'''
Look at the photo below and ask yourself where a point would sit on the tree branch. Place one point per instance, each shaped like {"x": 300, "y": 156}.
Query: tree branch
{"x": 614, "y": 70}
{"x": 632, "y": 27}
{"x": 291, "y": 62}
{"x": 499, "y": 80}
'''
'''
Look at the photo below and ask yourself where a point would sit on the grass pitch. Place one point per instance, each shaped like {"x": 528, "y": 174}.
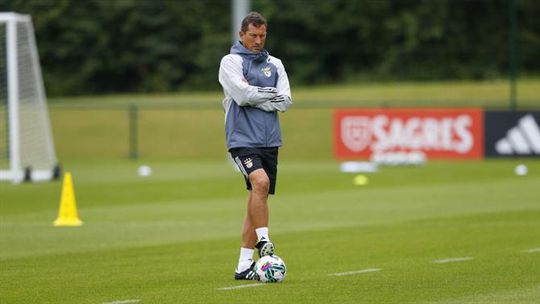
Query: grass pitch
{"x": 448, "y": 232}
'''
# TASK GOAL
Which lines in the items above contain the word "photo"? Copy each of those lines out in full.

# TASK RESPONSE
Look at the photo below and ask yourself where a point would sit on the tree branch. Place one point per instance, each shaped like {"x": 300, "y": 156}.
Look at the photo below and ask yourself where a point would sit on the grass pitch. Place one point per instance, each shaped like {"x": 528, "y": 174}.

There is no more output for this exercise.